** START **
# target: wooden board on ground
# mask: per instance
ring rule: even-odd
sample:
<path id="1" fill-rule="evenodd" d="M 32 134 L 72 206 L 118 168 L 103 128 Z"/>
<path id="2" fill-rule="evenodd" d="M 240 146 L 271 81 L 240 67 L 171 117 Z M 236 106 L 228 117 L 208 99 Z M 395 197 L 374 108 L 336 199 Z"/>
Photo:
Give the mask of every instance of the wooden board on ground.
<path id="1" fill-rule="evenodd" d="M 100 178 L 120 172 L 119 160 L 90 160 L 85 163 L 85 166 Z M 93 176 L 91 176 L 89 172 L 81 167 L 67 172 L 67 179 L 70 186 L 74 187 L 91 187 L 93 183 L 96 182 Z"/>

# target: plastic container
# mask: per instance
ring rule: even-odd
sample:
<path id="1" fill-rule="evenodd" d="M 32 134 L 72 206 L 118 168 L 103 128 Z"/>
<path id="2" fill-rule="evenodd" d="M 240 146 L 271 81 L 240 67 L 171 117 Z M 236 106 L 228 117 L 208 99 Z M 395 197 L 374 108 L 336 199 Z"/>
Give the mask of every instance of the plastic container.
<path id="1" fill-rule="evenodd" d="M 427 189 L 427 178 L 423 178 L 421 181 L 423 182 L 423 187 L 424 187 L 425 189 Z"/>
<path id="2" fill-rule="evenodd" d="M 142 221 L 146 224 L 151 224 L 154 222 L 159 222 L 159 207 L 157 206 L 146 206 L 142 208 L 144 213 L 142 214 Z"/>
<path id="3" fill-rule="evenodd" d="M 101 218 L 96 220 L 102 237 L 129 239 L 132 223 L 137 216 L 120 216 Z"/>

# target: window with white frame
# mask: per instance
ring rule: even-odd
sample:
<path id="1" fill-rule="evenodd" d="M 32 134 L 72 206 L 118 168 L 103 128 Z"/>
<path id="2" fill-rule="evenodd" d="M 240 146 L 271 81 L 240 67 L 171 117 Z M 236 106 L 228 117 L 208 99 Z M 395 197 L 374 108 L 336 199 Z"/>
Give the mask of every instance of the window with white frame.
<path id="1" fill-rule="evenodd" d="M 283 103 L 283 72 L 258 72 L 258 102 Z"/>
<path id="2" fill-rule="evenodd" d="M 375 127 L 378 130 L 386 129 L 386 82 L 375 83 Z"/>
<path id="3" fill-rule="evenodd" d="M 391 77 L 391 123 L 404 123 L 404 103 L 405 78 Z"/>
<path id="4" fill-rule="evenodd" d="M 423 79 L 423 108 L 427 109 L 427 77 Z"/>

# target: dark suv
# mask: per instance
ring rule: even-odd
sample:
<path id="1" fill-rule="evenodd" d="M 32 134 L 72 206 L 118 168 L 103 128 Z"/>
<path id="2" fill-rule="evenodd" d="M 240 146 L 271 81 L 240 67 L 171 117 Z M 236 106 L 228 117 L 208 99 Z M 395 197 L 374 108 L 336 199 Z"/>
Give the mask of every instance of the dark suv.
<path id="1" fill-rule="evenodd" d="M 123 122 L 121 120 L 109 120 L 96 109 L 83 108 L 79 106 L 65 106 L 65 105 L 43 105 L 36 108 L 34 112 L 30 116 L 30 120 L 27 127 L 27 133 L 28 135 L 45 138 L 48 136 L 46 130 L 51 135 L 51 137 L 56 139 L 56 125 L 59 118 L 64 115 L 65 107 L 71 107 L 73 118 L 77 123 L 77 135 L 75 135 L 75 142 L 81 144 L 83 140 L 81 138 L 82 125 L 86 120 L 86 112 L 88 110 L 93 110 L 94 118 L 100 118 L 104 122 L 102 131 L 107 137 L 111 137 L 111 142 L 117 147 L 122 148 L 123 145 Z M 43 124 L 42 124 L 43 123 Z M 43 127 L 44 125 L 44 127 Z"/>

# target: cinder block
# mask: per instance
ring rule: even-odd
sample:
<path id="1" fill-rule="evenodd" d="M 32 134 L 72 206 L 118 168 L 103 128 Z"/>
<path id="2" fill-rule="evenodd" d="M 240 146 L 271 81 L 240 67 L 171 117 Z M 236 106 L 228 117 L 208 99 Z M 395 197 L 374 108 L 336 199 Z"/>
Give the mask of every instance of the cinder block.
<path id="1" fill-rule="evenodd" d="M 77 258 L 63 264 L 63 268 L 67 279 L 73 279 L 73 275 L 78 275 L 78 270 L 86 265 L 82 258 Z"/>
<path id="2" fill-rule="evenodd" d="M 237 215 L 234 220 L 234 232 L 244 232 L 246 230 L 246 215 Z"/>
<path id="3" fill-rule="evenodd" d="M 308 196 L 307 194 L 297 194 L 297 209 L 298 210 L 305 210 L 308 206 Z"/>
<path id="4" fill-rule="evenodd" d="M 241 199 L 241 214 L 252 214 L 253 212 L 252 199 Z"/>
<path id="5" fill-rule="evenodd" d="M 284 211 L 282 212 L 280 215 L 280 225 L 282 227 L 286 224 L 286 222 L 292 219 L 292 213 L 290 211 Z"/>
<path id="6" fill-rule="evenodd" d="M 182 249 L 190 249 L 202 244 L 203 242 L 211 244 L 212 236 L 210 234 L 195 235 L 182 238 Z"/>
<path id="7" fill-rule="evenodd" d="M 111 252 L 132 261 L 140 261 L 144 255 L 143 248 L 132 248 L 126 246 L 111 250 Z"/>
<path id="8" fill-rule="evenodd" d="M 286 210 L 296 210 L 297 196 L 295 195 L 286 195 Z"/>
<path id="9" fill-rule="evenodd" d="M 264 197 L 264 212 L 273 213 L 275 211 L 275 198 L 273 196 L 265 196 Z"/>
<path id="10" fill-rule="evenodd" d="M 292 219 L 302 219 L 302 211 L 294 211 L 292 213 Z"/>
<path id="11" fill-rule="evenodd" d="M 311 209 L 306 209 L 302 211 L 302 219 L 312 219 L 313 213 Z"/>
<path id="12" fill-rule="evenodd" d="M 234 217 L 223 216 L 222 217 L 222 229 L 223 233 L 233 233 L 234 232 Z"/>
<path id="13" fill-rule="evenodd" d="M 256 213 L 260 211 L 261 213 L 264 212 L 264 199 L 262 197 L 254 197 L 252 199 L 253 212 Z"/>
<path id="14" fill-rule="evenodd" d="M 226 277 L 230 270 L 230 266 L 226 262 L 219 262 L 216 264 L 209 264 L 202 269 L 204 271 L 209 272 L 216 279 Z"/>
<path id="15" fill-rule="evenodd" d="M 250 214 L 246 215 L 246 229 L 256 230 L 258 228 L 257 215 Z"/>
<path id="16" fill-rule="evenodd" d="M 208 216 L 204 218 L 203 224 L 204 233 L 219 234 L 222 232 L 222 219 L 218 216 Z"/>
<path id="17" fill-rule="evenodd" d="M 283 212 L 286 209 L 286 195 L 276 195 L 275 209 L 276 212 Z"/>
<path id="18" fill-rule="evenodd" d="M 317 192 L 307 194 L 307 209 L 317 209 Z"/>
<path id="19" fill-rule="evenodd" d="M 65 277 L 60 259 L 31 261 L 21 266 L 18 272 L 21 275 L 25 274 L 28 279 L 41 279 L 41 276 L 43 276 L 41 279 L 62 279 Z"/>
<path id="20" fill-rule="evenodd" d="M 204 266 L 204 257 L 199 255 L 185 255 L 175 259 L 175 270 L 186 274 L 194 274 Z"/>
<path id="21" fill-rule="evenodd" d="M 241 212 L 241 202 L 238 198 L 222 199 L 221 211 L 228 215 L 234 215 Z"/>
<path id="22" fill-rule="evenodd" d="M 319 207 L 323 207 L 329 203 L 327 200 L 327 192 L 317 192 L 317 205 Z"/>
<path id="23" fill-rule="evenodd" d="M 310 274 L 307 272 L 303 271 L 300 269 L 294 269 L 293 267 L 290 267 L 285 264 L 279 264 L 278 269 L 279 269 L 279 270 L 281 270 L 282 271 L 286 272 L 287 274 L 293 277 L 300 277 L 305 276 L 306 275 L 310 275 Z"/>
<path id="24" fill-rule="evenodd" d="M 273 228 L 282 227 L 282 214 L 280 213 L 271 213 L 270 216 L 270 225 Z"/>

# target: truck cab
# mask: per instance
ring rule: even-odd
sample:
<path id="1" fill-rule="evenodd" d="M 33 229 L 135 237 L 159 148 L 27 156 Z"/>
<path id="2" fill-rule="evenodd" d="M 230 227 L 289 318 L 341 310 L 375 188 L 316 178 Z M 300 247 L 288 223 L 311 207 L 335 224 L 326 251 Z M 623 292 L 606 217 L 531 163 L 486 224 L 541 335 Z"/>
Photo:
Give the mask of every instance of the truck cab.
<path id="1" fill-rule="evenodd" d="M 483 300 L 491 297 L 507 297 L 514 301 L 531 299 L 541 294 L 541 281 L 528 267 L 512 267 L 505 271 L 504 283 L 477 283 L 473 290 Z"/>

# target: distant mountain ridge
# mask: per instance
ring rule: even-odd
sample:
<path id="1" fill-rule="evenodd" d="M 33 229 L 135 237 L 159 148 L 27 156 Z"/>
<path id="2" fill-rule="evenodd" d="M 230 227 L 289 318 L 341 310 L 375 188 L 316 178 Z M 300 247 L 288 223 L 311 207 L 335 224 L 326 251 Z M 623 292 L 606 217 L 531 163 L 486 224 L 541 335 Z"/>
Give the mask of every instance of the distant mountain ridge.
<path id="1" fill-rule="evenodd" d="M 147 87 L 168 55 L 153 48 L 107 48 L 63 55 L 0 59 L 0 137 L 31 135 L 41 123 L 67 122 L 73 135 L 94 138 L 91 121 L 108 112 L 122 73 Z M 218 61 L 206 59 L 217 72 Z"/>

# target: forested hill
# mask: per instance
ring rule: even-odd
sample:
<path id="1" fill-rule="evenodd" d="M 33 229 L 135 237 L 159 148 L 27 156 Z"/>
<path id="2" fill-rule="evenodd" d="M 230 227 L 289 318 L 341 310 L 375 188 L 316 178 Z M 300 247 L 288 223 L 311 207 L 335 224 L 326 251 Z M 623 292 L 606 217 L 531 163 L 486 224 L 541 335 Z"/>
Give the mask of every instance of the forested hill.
** END **
EXERCISE: Copy the lines of the data from the one that contains "# target: truck cab" through the one that contains "483 300 L 491", swapping every "truck cab" for "tractor cab" and leaving all else unchanged. Output only those lines.

FINAL ANSWER:
# target: tractor cab
# mask: per instance
ring rule: even-odd
sample:
<path id="1" fill-rule="evenodd" d="M 33 229 L 135 237 L 159 148 L 27 156 Z"/>
<path id="2" fill-rule="evenodd" d="M 230 227 L 289 318 L 341 310 L 375 188 L 316 178 Z M 300 247 L 288 223 L 311 207 L 335 224 L 326 251 Z M 623 292 L 606 217 L 531 163 L 486 224 L 541 335 Z"/>
Photo:
Give the mask of every instance of the tractor cab.
<path id="1" fill-rule="evenodd" d="M 483 300 L 491 297 L 507 297 L 514 301 L 531 299 L 541 294 L 541 281 L 528 267 L 512 267 L 505 271 L 504 283 L 477 283 L 473 290 Z"/>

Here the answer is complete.